• **What the exercise asks**
Identify every line in the entries below that contains the string "stone", matching case exactly, and copy each of those lines in full.

(Coordinate annotation entries)
--- begin ---

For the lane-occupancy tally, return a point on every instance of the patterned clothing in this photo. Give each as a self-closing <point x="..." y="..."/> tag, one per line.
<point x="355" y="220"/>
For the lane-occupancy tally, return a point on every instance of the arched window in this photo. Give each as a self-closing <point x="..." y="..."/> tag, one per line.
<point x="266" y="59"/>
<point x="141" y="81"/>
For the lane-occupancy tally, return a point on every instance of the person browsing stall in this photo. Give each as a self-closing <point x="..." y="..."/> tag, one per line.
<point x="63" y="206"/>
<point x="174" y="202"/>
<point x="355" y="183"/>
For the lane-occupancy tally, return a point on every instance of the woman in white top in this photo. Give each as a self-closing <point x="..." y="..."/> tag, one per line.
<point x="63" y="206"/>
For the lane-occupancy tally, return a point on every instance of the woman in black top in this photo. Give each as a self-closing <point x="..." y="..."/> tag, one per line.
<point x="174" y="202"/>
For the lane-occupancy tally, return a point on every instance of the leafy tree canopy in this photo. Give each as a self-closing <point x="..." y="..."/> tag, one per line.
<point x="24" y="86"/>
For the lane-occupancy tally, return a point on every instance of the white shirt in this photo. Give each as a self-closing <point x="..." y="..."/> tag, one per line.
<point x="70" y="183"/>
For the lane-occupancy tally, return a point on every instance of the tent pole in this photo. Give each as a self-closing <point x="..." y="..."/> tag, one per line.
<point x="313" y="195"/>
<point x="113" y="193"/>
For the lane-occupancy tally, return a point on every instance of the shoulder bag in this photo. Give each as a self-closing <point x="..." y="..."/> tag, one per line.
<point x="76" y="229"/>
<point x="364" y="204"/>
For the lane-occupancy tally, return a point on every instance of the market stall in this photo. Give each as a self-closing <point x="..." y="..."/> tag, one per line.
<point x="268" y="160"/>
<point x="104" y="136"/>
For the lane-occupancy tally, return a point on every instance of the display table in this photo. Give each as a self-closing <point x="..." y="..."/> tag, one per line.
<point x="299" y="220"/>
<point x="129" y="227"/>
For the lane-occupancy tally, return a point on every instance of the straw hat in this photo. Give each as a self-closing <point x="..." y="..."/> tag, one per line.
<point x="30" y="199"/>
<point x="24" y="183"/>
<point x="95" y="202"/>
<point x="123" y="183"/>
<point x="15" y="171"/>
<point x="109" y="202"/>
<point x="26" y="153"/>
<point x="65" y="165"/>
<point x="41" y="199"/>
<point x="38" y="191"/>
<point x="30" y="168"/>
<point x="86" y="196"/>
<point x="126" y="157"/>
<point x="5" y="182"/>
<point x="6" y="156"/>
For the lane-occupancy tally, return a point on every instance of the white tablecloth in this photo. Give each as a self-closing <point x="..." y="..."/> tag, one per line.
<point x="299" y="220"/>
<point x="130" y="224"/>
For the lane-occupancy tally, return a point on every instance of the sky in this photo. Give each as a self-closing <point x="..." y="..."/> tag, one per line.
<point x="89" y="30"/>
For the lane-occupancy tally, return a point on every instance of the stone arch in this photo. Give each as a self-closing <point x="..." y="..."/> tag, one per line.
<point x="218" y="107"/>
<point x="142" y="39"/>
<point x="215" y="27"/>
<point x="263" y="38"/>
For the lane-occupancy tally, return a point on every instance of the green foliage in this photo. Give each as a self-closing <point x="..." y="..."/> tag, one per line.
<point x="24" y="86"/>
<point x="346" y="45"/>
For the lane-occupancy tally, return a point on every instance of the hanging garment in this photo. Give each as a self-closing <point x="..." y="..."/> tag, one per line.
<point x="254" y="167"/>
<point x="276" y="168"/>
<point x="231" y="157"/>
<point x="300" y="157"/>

--- end ---
--- begin ---

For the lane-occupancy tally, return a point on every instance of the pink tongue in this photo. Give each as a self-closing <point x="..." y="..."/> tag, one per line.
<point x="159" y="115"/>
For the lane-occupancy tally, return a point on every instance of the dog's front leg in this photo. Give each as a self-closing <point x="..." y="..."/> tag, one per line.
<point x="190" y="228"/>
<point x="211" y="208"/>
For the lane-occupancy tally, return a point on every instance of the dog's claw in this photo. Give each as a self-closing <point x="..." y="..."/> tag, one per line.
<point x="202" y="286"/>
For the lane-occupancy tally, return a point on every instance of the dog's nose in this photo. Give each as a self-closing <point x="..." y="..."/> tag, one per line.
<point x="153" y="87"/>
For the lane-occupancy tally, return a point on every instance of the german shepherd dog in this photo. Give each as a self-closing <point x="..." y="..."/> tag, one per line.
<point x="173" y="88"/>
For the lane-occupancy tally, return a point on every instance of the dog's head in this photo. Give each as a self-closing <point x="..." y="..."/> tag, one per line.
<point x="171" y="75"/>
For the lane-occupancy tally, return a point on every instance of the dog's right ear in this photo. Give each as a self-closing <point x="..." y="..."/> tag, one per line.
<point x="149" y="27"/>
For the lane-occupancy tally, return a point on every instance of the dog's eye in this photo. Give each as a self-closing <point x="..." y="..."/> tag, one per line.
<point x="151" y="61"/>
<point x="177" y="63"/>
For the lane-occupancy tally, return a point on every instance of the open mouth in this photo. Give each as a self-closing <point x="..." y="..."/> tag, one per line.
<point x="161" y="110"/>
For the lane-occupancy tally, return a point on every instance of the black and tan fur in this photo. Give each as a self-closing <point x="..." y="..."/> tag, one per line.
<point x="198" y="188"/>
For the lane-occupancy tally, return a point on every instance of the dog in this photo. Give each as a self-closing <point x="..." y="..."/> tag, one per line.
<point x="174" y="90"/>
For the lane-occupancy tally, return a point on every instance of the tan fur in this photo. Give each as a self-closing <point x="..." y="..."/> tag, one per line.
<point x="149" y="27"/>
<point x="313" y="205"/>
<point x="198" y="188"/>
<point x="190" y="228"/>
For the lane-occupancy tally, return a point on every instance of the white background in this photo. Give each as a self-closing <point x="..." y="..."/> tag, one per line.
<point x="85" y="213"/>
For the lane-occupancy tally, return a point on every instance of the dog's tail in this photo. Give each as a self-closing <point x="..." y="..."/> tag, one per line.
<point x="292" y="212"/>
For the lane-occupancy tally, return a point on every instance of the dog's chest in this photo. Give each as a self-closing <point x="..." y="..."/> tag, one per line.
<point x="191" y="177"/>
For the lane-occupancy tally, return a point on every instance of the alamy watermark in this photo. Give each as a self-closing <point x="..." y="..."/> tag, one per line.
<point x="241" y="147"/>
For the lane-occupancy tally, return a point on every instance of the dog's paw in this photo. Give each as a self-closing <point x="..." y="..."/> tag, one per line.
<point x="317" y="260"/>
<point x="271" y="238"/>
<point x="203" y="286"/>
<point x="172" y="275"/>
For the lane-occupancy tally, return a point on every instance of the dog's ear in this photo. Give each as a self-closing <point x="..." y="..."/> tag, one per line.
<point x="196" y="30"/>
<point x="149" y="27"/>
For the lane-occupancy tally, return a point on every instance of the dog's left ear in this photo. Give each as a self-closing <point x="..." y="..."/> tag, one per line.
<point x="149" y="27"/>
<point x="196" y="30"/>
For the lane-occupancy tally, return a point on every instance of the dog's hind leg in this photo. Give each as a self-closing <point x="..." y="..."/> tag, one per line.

--- end ---
--- begin ---

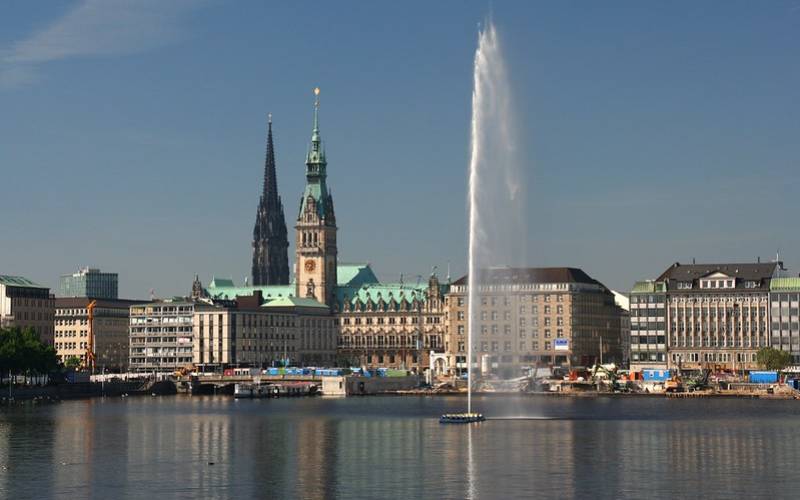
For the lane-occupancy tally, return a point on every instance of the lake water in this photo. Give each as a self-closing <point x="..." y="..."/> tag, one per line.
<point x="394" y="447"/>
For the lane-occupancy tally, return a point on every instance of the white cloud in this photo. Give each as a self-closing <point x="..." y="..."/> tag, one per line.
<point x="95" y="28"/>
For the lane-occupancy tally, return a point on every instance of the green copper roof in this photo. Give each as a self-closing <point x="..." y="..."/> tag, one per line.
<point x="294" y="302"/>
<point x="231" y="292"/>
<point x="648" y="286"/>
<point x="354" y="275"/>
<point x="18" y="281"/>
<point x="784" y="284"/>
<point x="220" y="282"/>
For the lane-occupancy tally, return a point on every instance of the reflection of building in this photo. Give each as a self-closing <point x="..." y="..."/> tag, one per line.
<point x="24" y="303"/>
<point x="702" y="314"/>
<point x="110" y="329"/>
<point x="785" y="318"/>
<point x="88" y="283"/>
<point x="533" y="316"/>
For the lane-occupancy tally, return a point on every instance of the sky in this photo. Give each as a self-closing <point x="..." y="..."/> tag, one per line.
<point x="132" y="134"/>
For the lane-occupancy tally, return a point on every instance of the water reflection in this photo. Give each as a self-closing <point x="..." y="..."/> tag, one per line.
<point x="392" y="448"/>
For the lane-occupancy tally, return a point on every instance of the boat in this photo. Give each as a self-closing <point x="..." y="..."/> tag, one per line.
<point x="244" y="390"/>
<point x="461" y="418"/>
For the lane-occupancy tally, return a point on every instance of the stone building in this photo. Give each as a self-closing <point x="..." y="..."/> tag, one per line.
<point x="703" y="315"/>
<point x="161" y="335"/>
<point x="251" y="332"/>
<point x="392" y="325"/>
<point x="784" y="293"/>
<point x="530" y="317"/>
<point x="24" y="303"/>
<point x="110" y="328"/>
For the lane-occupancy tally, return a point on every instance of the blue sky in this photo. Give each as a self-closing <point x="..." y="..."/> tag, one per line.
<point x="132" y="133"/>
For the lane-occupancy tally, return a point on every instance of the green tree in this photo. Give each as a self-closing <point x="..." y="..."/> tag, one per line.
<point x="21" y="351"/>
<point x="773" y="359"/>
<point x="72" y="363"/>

--- end ---

• **Response to the task**
For the lane-occupancy tally, return a point on every instance of the stone arch in this photo. Give each as a self-closing <point x="..." y="..."/> tag, one per line.
For the lane-occupancy tally, return a point on every instance of the stone building in this photo. Give each as a self-closing <point x="..." y="..."/> tag, one per line.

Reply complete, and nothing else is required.